BEGIN TEXT SECTION
Dr Tendai Zuze Health Matters
We generally consider arthritis as a disease of grown-ups and traditionally children complaining of achy joints have been dismissed as having ‘growing pains’. It is known, however, that children with joint pain, stiffness, swelling and fatigue may have a serious form of arthritis that requires treatment.
Juvenile arthritis (JA), in its various forms, can affect children as young as two years old so when your young child presents with symptoms, it is important not to assume they are just temporary and to get them checked out.
Early diagnosis and treatment can prevent serious damage to the joints which can cause lifelong debilitation.
Below are the common signs of juvenile arthritis and how they differ from other common aches and pains.
Pain: Kids complain of pain in joints or muscles at times, particularly after a long day of strenuous activity. But a child with juvenile arthritis may complain of pain right after she wakes up in the morning or after a nap. Her knees, hands, feet, neck or jaw joints may be painful.
Her pain may lessen as she starts moving for the day. Over-the-counter pain relief drugs like paracetamol or ibuprofen may not help.
Unlike pain caused by an injury or other illnesses, JA-related pain may develop slowly, and in joints on both sides of the body (both knees or both feet), rather than one single joint.
Stiffness: A child with JA may have stiff joints, particularly in the morning. He may hold his arm or leg in the same position, or limp.
END TEXT SECTION
BEGIN RECORDS SUPPLIED
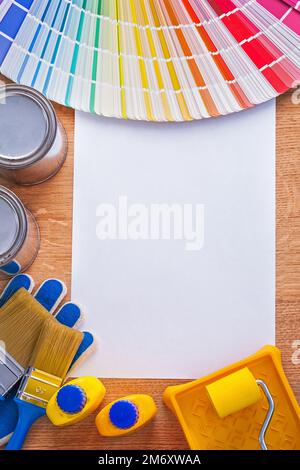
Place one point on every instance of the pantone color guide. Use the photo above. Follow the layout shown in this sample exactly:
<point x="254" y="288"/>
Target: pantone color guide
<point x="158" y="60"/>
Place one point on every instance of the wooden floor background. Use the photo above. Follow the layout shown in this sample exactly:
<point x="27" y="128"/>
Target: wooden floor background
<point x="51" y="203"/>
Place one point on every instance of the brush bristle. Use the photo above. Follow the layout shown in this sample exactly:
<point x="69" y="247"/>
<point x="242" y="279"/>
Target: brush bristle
END RECORDS SUPPLIED
BEGIN RECORDS SUPPLIED
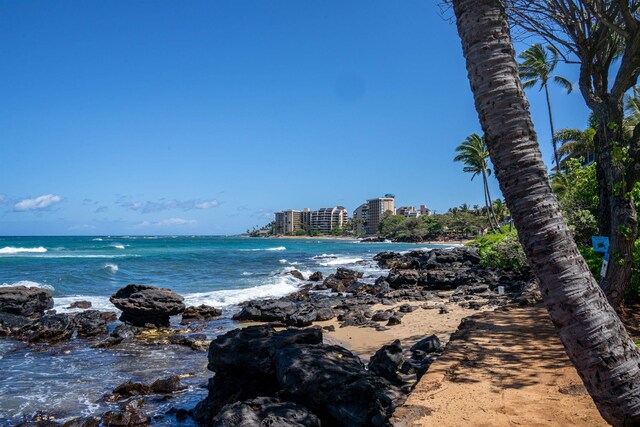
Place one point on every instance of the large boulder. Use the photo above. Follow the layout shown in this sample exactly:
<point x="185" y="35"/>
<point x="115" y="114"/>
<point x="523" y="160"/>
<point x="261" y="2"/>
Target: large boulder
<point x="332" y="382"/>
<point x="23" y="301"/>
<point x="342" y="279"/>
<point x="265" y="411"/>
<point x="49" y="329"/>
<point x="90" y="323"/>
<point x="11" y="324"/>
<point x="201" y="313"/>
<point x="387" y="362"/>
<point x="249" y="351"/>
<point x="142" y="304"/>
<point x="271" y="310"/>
END RECORDS SUPPLIED
BEGIN RECORDS SUPPLIED
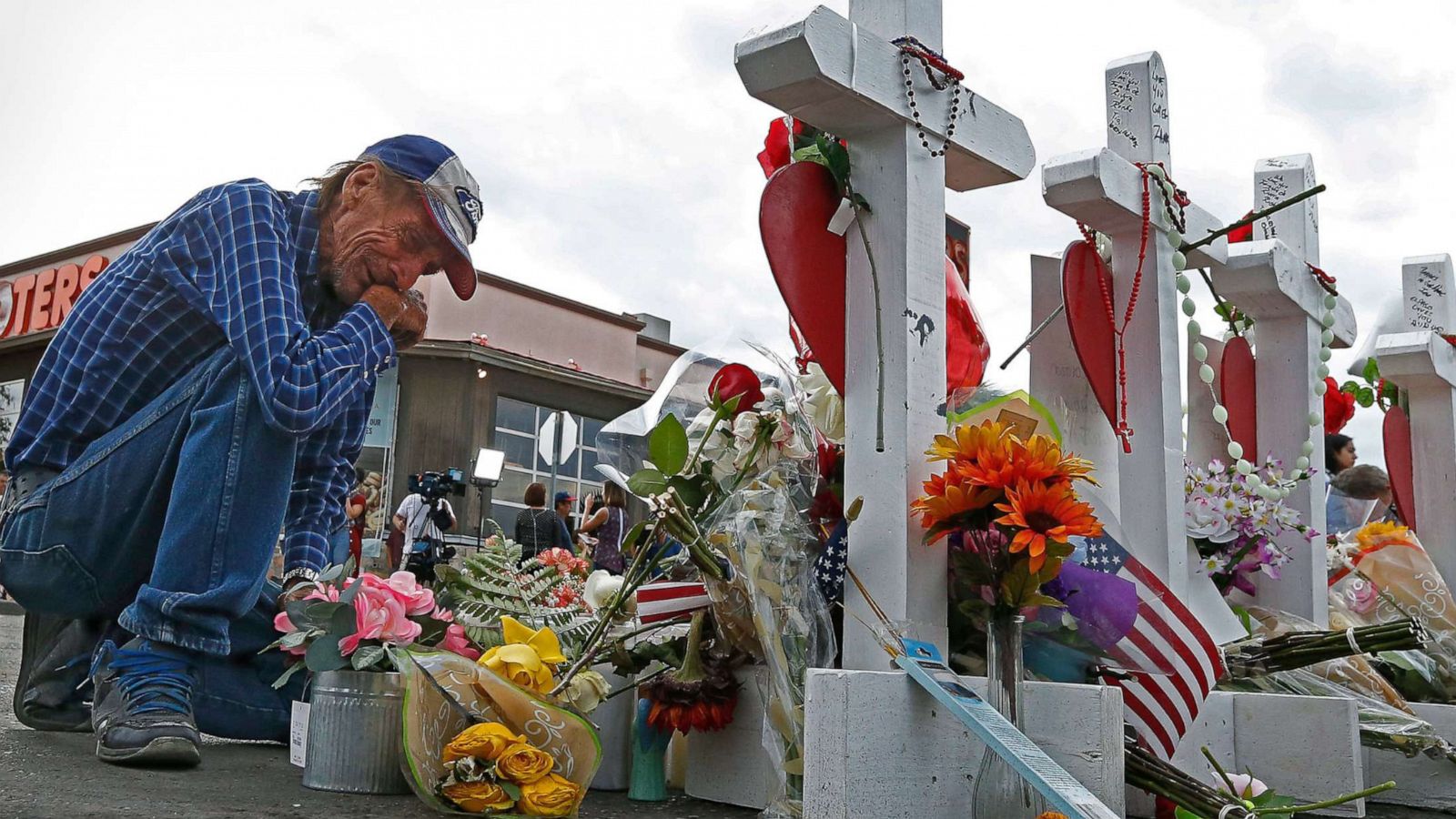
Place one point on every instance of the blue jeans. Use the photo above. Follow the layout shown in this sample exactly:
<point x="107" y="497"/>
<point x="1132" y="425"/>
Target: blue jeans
END RECORDS SUPPLIED
*WORK TASK*.
Reproduce the juvenile arthritis text between "Early diagnosis and" and "aches and pains.", inclusive, substituting "disability" for "debilitation". The material comes from a source separate from the text.

*ANSWER FOR THIS EXERCISE*.
Early diagnosis and treatment can prevent serious damage to the joints which can cause lifelong disability.
Below are the common signs of juvenile arthritis and how they differ from other common aches and pains.